:: INSTRUCTION ::
Return every line of the records below that contains the word "woman", copying each one in full.

:: SOURCE DATA ::
:::

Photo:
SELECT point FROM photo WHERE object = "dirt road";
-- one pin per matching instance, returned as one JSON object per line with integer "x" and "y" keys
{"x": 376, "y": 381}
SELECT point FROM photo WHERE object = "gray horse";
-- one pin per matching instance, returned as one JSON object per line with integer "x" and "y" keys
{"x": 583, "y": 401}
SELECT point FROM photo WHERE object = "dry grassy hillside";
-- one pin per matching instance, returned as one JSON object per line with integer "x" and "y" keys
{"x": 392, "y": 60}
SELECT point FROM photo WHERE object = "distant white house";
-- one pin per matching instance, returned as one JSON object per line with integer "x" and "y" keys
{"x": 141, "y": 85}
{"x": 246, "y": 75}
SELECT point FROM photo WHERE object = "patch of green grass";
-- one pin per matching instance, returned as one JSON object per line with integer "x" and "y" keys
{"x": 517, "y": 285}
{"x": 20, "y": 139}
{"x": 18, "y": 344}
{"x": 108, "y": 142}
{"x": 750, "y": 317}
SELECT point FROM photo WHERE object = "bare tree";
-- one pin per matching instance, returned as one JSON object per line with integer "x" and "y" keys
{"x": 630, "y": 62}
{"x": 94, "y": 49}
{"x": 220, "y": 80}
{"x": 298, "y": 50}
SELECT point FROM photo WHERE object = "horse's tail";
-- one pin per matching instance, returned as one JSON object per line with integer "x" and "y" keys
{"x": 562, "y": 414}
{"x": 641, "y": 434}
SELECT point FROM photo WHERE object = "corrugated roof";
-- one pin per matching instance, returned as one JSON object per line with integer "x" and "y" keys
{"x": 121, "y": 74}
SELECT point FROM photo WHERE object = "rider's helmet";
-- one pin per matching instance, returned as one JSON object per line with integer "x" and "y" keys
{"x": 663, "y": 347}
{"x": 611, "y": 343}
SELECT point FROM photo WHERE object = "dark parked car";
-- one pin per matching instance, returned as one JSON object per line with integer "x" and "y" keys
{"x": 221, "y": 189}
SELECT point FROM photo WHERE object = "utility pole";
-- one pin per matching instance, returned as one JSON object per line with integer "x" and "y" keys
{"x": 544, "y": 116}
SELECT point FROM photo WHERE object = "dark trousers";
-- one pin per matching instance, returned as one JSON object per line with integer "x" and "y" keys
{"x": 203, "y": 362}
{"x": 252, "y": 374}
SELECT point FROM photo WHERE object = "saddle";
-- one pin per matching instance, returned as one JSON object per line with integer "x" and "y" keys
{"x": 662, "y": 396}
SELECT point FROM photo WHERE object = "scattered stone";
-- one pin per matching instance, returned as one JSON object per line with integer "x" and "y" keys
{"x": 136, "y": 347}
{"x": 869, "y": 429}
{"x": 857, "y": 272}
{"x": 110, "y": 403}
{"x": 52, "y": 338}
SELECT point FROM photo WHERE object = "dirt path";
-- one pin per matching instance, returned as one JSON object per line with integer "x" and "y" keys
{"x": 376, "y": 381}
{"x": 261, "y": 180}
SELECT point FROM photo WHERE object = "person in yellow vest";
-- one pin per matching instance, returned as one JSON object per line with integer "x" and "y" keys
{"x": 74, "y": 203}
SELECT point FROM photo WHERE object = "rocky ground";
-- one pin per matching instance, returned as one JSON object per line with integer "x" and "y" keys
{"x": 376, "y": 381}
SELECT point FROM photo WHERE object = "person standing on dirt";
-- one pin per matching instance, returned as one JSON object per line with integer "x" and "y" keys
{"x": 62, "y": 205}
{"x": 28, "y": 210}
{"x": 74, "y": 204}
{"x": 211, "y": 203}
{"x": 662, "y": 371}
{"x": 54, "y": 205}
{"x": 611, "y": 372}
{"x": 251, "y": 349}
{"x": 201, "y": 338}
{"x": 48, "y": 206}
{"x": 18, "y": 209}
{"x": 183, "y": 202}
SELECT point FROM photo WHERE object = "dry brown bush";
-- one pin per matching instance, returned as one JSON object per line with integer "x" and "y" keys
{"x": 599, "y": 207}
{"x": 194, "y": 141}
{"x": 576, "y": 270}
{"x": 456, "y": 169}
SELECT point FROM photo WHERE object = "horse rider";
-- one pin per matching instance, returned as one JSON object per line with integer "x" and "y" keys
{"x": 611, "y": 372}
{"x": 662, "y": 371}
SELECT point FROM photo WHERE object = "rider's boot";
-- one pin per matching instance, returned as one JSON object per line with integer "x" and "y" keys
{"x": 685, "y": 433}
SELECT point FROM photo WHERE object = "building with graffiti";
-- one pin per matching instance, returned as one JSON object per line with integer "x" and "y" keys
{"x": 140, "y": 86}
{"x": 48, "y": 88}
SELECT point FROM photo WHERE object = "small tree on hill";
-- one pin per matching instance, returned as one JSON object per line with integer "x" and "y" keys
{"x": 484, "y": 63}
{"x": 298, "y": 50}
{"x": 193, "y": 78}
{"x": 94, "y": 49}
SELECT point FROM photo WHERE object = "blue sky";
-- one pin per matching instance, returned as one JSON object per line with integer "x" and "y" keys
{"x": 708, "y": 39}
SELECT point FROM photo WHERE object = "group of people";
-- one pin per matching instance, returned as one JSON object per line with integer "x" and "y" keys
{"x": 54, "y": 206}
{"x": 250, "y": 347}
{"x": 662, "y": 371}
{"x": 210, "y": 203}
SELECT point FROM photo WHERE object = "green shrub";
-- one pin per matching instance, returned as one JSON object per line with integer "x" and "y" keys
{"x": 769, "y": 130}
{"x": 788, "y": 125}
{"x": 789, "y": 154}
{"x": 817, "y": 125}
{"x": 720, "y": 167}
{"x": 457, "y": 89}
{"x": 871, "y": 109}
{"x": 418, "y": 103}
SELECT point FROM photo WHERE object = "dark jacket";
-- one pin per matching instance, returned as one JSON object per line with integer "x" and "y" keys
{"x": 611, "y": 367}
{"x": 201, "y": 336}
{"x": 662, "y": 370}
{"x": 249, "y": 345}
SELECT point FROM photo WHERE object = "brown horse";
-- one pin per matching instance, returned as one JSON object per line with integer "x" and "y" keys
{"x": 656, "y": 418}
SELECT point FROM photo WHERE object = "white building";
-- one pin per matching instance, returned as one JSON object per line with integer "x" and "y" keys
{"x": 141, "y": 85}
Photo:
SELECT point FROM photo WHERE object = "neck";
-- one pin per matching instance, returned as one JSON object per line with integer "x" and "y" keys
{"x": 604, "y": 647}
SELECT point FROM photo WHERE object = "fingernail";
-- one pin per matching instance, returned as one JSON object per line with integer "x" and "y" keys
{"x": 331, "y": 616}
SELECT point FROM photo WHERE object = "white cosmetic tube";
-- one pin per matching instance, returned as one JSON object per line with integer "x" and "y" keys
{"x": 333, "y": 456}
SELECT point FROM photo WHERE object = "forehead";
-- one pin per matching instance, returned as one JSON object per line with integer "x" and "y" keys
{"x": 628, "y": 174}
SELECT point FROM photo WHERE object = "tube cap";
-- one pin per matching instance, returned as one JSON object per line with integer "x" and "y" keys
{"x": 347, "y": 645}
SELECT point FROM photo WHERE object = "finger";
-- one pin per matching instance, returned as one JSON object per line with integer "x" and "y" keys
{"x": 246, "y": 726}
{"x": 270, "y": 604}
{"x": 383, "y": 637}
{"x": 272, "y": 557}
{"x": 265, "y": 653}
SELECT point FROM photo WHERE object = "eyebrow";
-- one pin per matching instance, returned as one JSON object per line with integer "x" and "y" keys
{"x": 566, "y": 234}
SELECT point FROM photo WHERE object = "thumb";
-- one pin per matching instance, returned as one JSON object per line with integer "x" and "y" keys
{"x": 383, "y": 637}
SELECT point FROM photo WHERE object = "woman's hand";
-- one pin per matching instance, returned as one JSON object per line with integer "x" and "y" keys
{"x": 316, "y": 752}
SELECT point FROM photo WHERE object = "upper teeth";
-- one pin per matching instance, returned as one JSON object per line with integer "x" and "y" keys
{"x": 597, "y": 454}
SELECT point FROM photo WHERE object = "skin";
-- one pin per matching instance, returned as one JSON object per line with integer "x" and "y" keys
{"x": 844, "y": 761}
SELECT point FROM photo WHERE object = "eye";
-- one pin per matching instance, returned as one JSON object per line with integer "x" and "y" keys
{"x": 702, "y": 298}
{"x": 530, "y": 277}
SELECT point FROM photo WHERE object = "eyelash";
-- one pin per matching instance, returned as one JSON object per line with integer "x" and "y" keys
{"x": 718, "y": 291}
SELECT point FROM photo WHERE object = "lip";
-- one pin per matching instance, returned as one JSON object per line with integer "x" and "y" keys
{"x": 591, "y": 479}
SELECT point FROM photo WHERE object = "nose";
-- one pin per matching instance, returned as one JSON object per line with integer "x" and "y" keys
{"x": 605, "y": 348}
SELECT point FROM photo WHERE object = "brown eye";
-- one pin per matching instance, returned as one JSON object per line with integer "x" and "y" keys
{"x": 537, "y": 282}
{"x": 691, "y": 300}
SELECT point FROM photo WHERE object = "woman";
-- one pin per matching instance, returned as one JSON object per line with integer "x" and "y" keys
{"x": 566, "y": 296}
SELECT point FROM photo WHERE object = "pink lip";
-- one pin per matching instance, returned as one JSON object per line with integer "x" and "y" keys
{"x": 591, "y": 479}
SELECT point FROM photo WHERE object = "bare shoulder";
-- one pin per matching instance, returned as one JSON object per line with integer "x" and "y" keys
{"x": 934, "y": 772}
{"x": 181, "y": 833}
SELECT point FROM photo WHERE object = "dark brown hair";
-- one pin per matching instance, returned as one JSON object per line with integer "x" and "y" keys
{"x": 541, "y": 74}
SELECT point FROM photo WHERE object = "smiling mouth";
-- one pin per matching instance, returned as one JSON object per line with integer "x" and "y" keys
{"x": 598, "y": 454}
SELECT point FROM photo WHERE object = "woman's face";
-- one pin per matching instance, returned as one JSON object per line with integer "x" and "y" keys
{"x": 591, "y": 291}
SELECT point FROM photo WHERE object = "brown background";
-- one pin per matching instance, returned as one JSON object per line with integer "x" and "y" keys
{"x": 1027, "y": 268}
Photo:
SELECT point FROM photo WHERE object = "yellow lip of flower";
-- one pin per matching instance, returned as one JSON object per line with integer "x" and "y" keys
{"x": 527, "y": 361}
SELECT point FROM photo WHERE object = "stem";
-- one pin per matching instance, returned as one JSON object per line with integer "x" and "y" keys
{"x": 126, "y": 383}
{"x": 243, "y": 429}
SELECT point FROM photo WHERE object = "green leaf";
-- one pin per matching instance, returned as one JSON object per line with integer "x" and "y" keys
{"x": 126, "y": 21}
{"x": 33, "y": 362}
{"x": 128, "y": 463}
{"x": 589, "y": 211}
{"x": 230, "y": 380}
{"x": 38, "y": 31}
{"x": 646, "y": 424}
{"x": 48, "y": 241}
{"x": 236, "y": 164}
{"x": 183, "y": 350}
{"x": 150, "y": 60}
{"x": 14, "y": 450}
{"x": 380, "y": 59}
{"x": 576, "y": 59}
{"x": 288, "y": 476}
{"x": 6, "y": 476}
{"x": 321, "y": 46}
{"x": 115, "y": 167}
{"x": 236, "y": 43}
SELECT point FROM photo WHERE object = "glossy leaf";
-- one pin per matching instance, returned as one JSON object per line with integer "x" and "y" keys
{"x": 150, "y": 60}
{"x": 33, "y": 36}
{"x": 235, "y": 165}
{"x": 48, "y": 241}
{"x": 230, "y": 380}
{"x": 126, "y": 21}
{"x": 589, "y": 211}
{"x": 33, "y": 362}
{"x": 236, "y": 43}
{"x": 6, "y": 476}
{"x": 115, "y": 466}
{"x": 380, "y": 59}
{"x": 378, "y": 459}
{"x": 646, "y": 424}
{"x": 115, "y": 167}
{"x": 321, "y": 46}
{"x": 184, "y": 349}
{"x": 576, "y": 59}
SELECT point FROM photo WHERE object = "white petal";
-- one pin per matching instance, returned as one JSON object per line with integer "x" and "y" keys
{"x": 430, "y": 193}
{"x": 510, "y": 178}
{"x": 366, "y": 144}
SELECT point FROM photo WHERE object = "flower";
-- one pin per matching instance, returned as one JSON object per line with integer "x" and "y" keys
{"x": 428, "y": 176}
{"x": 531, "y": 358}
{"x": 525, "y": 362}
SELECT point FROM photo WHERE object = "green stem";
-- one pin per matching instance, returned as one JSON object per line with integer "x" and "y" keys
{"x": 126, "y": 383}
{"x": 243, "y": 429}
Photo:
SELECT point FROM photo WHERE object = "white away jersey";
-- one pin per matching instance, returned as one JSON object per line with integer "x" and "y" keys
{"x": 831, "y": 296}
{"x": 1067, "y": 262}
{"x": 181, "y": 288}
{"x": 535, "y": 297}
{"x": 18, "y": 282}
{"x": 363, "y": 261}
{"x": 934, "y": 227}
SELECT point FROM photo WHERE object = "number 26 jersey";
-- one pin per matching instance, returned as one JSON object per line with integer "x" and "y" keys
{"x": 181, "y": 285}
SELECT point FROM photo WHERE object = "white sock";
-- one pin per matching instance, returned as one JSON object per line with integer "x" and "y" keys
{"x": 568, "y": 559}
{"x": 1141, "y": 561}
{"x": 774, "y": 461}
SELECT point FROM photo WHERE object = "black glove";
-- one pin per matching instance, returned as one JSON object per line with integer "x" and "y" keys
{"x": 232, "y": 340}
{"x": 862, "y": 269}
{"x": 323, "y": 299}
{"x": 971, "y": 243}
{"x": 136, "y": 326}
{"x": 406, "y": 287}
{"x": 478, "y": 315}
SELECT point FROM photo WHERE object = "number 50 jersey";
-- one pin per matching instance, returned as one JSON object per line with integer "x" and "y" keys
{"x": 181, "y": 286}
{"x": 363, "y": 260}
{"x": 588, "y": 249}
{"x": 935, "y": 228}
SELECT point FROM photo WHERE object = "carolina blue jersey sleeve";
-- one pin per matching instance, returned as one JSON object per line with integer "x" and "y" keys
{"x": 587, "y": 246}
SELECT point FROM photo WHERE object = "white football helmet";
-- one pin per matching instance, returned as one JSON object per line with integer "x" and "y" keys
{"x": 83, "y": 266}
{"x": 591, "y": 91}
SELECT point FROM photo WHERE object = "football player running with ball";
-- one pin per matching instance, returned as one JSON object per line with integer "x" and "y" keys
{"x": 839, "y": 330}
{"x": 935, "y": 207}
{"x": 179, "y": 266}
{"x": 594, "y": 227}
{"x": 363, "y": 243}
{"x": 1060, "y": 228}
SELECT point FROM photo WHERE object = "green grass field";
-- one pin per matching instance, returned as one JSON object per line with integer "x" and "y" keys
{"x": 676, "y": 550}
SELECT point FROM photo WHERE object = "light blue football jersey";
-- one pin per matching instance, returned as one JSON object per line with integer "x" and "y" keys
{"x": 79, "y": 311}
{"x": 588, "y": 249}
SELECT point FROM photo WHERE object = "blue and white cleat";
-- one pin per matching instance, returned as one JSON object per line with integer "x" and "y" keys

:::

:: REPLY ::
SELECT point FROM photo WHERE object = "woman's hand";
SELECT point FROM photo WHERE object = "woman";
SELECT point FROM photo WHERE object = "woman's face";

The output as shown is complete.